## Aim:
Rewrite the lines of the records below as a numbered list, starting at the line that contains "target | white textured ceiling" and continuing through the end of the records, with blank lines omitted.

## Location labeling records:
__________

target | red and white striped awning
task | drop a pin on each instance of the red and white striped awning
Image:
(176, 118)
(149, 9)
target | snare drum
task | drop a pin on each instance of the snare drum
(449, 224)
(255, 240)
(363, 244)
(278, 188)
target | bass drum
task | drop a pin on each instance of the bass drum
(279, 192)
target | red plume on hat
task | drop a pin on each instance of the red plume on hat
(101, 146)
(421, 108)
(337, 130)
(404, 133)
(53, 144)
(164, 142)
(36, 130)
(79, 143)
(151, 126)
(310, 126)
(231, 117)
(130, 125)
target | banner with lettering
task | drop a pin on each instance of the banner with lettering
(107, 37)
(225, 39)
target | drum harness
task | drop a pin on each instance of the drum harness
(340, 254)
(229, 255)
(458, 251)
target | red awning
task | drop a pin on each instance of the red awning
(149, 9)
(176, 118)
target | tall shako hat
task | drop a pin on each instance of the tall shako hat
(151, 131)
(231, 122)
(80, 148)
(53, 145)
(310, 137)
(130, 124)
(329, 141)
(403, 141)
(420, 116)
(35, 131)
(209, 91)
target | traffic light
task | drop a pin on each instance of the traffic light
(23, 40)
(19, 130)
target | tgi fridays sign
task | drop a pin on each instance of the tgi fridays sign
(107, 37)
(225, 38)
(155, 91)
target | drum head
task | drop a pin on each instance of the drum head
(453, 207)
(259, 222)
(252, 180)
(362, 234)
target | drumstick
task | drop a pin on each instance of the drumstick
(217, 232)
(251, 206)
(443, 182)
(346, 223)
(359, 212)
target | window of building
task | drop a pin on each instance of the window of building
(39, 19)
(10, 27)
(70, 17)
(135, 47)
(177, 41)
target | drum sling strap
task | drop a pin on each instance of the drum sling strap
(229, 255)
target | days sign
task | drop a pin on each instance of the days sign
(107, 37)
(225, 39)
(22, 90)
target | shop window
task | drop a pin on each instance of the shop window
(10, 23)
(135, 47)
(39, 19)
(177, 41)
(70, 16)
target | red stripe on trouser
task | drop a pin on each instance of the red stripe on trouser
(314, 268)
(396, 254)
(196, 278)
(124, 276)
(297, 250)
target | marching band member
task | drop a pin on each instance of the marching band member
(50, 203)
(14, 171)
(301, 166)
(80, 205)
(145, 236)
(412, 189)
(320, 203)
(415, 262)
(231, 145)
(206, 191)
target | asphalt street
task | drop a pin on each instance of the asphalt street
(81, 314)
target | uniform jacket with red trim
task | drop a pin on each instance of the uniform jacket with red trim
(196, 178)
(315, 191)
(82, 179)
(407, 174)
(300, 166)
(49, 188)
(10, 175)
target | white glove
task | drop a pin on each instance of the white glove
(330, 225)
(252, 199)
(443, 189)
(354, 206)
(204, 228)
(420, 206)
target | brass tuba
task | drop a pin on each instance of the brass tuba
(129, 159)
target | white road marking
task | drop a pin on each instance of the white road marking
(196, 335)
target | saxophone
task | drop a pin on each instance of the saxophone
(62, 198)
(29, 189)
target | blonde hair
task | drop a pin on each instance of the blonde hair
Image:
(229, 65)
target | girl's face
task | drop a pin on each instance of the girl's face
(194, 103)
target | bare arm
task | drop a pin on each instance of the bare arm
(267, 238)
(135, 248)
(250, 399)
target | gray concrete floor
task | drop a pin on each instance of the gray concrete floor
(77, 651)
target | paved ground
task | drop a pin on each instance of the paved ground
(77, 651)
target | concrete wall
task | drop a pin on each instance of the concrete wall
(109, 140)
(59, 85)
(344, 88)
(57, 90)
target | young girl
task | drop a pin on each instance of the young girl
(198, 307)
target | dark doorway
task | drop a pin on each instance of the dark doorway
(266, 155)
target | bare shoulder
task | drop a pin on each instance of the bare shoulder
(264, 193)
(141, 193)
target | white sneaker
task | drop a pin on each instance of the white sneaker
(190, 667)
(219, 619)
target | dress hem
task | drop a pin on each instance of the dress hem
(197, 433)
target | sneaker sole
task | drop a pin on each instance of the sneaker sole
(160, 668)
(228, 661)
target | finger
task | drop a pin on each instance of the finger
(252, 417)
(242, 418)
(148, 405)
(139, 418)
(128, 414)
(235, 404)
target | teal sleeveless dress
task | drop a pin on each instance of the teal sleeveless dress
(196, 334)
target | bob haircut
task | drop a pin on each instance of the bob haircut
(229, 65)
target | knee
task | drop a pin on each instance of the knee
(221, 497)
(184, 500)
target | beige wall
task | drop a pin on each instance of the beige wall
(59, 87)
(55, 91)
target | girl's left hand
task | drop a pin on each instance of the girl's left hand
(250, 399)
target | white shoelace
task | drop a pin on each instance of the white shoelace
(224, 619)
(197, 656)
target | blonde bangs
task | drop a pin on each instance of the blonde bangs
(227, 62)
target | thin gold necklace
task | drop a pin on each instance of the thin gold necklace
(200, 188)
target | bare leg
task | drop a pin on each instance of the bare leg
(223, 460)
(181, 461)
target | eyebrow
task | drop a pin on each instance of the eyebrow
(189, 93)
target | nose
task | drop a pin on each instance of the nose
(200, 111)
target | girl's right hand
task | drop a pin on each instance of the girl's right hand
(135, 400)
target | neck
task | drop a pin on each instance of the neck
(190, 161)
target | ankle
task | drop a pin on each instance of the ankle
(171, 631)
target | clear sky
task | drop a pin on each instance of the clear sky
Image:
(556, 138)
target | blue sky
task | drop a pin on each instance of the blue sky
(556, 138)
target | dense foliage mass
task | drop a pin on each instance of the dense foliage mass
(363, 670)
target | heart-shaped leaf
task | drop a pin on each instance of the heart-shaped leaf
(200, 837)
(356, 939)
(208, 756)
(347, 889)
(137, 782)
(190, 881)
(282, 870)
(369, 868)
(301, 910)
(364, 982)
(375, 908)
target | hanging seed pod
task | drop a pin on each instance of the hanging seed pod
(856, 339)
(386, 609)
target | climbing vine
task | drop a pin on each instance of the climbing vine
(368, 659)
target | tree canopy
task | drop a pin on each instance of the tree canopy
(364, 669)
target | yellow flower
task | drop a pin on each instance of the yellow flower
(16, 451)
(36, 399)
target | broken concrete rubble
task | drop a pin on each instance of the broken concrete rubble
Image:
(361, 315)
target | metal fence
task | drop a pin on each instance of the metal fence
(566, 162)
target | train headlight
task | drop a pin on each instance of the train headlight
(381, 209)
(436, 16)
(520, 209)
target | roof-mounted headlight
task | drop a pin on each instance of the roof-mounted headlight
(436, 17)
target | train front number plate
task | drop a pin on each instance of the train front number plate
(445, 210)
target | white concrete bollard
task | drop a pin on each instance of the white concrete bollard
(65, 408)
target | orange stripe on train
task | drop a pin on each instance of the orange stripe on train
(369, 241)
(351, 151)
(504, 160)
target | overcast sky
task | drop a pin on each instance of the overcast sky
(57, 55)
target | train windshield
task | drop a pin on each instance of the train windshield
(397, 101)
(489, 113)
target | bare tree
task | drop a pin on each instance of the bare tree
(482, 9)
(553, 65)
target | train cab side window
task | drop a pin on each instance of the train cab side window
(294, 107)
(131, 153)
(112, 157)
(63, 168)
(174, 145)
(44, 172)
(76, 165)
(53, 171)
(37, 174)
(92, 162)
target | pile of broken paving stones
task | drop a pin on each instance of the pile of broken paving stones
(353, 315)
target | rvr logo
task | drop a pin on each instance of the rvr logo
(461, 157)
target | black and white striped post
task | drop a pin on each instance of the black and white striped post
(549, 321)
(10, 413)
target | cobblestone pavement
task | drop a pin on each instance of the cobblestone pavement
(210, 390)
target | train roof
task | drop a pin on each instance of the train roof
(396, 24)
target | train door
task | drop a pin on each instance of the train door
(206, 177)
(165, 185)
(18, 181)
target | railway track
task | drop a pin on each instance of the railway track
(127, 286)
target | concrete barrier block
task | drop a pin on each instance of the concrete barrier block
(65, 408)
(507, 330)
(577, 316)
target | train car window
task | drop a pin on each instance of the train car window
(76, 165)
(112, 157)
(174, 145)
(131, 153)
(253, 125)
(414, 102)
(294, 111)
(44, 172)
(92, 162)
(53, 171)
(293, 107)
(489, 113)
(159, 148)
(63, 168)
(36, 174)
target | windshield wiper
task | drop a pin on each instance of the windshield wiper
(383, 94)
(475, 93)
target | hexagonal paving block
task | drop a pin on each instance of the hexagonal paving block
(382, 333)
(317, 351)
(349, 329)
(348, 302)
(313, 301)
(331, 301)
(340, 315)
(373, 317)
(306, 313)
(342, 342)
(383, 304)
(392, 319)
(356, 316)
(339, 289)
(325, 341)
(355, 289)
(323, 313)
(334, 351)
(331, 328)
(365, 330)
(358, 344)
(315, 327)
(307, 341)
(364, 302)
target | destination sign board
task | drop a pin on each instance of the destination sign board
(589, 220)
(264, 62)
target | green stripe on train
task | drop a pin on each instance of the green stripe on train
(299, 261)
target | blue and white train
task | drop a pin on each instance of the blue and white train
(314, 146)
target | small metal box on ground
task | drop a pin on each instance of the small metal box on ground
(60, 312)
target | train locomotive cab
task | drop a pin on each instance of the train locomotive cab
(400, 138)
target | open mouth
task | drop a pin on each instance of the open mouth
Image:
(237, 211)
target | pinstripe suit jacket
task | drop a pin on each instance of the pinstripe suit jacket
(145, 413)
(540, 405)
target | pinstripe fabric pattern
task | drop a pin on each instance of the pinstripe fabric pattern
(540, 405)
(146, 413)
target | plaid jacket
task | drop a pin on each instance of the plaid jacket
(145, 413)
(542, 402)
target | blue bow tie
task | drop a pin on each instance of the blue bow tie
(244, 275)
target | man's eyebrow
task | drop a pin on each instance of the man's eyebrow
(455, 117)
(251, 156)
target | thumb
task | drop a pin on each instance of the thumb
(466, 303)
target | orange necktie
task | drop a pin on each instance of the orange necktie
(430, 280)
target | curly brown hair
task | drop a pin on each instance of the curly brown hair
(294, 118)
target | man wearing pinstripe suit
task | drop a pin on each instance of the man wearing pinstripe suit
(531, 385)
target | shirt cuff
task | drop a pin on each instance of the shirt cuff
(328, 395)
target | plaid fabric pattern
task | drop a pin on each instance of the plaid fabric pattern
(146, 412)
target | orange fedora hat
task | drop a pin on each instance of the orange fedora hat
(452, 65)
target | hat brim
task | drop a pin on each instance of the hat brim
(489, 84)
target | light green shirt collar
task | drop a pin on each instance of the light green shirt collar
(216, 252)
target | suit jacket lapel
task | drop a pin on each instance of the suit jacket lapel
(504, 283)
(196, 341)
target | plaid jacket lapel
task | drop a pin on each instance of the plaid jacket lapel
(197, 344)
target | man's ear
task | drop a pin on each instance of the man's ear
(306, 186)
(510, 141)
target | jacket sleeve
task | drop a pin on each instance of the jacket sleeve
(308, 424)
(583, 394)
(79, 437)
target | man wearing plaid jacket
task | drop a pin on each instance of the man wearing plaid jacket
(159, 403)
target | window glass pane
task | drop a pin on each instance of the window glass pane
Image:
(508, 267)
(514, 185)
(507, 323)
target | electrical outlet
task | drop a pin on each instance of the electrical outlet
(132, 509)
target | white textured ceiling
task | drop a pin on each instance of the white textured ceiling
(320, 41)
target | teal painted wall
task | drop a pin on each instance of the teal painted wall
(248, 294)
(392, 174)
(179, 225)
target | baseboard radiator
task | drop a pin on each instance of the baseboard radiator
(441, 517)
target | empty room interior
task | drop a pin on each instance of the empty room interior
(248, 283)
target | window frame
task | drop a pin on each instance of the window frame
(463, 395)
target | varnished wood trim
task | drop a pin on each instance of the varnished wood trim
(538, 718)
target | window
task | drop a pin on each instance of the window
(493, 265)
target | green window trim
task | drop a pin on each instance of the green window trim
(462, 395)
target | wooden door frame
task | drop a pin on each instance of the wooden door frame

__________

## Answer to the exercise:
1. target | white textured ceiling
2. task | drop a pin on each instance of the white textured ceiling
3. (320, 41)
4. target | teal painted wall
5. task | drop a pin on each instance of the teal painted wall
6. (248, 294)
7. (392, 174)
8. (179, 225)
9. target | baseboard radiator
10. task | drop a pin on each instance of the baseboard radiator
11. (441, 517)
12. target | empty room interior
13. task | drop a pin on each instance of the empty room interior
14. (248, 283)
15. target | window frame
16. task | drop a pin on each instance of the window frame
17. (463, 395)
18. target | varnished wood trim
19. task | drop a pin on each instance of the varnished wood trim
20. (538, 718)
21. target | window
22. task | drop a pin on each instance of the window
23. (493, 265)
24. target | green window trim
25. task | drop a pin on each instance of the green window trim
26. (462, 395)
27. target | wooden door frame
28. task | drop a pin on each instance of the wooden door frame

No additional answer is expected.